Drawing attention to these historical circumstances is important, and certainly sheds a vivid light on the texts. But even though pointing out these connections might from a historical point of  view moderate the sharpness of the accusation of  the anti-Jewish character of a number of New Testament texts, this cannot neutralize them. Absolute historicizing of these texts overlooks the fact that they have become theologically authoritative. In the gospels, for example, negative opinions about the Jews are put into Jesus’ mouth and consequently have got absolute authority in the Christian Church.

e. Results of social conflicts
In connection with the above-mentioned, some authors are looking for the origins of  anti-Judaism in Christianity almost exclusively to the social group-conflicts in the first centuries. After the Jewish revolts, the Jewish People recovered from the shock of the destruction of the temple under the leadership of the Pharisees, later the rabbis. In search of new vitality they screened themselves off against people of different beliefs and convictions. The young church, in which gradually gentile-Christians became the majority, found itself forced to respond polemically and apologetically to this new vitality. Jews and Christians were alleged to have been equally in search of new converts in the second and third centuries, and to have used increasingly sharp polemics against each other. A major break-through for this vision on what happened in the first centuries, was the study of Marcel Simon, Verus Israel[9], who - opposed to the dogmatic approaches which often stressed the theological superiority of Christianity - wanted to emphasize social factors, such as rivalry and group interest, as an explanation of the virulent anti-Judaism of the church-fathers. His 'conflicting theory', which has become popular among many scholars, over-accentuates the social factors to explain the Christian aversion towards Jews in the first centuries, and thereby underestimates the force of the theological anti-Judaism that was nourished in all centuries by drawing on a number of New Testament texts.[10]

f. 'The Jews' as representatives
In several studies it is argued that the designations 'the Pharisees' and 'the Jews' in the Gospels should not so much be taken literally-historically but symbolically-representatively. In this way, the Jews in general and the Pharisees in particular are marked as the prototypes of all opposition to the Gospel.[11] They are then able to act as a kind of illustrative model for all disobedience within the Christian community. 'The Pharisees' and 'the Jews' have again and again been given this role in Christian catechism and preaching.
· · · · · · ·
# Brief A
Please duplicate everything in the excerpt on anti-Judaism from "Drawing attention to" down to "the Christian Church.".
# Brief B
Answer these questions from the excerpt on anti-Judaism:
(i) Whose study was Verus Israel?
(ii) After the destruction of the temple, under whose leadership did the Jewish People recover?
(iii) What are the Jews in general and the Pharisees in particular marked as the prototypes of?
# Brief C
Render this sentence from the excerpt on anti-Judaism in Spanish: "Absolute historicizing of these texts overlooks the fact that they have become theologically authoritative."
· · · · · · ·
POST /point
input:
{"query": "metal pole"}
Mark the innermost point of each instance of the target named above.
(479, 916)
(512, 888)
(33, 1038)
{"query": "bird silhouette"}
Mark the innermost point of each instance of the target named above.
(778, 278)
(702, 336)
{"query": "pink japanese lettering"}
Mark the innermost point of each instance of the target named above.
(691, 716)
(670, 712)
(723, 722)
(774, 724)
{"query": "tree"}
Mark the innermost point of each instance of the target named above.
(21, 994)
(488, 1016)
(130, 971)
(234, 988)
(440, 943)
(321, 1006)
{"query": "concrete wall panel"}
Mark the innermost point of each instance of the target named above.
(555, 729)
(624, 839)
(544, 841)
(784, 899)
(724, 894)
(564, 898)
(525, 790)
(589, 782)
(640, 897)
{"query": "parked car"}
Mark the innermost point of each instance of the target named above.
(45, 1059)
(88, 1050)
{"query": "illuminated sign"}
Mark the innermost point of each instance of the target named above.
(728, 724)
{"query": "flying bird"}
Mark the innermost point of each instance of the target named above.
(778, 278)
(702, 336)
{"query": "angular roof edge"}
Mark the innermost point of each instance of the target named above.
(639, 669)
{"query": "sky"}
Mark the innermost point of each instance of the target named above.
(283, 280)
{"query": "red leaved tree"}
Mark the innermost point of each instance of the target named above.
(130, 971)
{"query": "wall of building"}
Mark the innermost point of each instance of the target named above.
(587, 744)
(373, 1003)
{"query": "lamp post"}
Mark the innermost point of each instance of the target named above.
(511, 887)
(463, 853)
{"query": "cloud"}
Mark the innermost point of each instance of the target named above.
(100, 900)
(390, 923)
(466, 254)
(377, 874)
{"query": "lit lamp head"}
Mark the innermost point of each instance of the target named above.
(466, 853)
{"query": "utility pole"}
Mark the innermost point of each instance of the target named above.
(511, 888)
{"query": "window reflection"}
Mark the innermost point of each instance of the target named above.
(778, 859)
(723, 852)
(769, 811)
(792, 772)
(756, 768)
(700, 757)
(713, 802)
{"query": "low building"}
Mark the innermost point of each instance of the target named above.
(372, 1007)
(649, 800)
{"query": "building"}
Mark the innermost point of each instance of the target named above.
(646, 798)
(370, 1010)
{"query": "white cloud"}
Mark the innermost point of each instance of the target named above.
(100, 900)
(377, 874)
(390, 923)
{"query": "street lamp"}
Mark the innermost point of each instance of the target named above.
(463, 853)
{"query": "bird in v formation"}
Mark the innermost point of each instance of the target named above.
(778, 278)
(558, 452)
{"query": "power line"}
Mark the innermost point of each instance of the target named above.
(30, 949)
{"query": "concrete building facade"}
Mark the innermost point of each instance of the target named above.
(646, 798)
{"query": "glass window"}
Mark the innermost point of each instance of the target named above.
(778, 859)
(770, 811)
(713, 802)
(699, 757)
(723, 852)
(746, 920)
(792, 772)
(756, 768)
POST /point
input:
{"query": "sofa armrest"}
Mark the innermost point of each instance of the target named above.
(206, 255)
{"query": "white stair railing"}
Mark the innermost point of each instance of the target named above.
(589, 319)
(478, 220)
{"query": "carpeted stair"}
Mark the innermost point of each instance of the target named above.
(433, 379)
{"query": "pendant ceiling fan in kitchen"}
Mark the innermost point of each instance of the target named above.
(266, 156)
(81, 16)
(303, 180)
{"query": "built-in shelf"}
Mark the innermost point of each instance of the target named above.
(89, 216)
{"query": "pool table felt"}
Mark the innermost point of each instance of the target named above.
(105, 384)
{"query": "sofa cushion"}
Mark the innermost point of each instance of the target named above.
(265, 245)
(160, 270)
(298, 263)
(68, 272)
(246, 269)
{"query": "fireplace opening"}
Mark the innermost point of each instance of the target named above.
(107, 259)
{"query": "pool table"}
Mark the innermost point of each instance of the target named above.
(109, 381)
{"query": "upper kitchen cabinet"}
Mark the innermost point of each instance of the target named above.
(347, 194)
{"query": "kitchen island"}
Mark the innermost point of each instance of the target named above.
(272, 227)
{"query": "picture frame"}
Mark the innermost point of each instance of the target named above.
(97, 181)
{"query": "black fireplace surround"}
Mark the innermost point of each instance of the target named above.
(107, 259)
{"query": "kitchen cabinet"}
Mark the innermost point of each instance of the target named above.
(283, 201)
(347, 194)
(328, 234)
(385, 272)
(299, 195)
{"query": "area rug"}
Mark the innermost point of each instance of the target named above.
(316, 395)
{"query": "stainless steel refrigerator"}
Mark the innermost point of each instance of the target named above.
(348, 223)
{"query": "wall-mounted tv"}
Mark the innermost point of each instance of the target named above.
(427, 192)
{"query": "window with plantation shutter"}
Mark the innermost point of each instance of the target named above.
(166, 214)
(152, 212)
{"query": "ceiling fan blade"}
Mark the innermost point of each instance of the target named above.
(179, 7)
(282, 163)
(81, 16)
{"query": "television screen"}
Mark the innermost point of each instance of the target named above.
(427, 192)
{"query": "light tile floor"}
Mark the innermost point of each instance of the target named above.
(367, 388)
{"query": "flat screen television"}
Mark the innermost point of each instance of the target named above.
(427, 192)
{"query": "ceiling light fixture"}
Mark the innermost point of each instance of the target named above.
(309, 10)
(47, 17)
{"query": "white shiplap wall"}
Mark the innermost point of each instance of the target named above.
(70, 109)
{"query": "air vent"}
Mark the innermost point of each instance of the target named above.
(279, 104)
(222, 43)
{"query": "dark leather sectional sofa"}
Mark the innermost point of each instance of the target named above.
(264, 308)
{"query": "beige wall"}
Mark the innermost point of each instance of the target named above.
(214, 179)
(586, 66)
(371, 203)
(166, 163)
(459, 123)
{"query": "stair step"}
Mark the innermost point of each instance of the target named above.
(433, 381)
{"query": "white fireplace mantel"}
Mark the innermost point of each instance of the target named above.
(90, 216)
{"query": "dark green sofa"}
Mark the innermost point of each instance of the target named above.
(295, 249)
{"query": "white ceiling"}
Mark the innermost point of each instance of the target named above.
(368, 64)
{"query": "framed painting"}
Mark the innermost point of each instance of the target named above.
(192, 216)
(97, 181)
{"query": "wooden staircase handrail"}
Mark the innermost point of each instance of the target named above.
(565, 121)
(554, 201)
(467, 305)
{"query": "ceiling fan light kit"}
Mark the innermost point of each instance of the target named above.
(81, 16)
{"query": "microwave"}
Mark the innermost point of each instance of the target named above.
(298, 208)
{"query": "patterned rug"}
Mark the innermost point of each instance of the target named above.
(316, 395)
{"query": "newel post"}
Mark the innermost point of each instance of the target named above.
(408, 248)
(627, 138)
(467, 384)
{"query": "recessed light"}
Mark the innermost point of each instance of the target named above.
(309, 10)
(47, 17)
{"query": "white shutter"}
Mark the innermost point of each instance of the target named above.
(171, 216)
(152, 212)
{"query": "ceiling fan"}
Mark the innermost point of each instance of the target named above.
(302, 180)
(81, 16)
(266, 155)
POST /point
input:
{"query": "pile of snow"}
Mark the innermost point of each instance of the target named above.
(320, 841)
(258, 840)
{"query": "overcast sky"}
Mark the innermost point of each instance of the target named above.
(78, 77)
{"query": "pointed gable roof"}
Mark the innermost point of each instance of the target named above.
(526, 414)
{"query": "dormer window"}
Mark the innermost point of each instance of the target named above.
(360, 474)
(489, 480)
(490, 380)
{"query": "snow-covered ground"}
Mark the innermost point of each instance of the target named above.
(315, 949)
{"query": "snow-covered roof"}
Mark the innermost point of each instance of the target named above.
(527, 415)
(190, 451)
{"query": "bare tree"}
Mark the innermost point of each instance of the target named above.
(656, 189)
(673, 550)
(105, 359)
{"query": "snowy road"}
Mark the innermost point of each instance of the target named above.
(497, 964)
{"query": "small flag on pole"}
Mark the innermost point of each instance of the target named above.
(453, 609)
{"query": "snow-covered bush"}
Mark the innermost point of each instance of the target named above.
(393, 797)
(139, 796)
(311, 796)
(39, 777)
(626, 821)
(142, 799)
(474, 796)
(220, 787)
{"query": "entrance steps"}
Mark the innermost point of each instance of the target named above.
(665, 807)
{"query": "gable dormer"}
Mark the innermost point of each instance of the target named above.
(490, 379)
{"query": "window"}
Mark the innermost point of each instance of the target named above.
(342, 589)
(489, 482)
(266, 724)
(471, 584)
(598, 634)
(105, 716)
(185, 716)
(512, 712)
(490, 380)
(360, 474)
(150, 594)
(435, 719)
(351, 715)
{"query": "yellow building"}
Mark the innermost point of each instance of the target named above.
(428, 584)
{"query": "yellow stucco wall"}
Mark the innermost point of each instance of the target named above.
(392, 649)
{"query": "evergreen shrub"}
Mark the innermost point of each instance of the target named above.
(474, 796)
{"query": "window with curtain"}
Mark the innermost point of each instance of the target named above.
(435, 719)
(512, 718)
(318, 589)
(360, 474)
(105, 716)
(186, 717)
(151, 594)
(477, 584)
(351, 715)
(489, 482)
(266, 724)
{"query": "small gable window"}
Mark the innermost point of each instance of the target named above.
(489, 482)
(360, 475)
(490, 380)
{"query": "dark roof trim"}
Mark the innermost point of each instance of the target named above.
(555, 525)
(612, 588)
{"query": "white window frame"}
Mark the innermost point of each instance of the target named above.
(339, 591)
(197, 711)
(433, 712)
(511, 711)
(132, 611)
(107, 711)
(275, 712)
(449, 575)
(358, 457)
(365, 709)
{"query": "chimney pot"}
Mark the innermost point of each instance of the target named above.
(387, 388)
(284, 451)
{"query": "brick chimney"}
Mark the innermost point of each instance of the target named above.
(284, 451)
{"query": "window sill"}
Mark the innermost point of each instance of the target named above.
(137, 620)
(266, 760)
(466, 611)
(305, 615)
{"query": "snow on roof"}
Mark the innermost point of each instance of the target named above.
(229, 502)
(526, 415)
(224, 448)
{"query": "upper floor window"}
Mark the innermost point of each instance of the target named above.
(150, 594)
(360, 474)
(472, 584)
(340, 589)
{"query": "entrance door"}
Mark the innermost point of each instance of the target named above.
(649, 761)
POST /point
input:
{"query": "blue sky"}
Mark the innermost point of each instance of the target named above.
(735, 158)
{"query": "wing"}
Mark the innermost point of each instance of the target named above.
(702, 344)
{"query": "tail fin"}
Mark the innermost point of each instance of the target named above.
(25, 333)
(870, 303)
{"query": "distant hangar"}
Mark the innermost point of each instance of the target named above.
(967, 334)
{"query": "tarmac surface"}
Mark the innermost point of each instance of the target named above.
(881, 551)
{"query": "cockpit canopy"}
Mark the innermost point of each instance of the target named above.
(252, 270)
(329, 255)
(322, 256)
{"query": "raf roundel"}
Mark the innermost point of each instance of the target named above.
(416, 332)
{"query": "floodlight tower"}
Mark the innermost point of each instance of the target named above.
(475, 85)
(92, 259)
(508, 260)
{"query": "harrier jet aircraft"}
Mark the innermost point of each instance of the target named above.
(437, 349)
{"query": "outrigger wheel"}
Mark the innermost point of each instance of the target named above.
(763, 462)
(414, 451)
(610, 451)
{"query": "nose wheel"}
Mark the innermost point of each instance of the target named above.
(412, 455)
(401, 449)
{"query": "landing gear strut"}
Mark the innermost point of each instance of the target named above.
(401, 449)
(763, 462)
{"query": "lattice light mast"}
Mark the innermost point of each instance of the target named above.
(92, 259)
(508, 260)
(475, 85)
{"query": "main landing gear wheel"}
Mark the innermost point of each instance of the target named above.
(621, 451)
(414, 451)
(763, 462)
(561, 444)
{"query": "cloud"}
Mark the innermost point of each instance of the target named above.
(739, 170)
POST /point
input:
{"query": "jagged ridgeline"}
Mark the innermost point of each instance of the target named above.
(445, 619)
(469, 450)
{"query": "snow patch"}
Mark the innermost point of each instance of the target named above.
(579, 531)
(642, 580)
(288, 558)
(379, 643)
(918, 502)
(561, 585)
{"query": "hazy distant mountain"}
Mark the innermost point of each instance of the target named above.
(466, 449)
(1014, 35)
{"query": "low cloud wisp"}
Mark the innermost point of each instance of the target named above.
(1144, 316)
· · · · · · ·
# Correct answer A
Drawing attention to these historical circumstances is important, and certainly sheds a vivid light on the texts. But even though pointing out these connections might from a historical point of  view moderate the sharpness of the accusation of  the anti-Jewish character of a number of New Testament texts, this cannot neutralize them. Absolute historicizing of these texts overlooks the fact that they have become theologically authoritative. In the gospels, for example, negative opinions about the Jews are put into Jesus’ mouth and consequently have got absolute authority in the Christian Church.

# Correct answer B
(i) Marcel Simon
(ii) The Pharisees, later the rabbis
(iii) All opposition to the Gospel

# Correct answer C
La historización absoluta de estos textos pasa por alto el hecho de que se han vuelto teológicamente autorizados.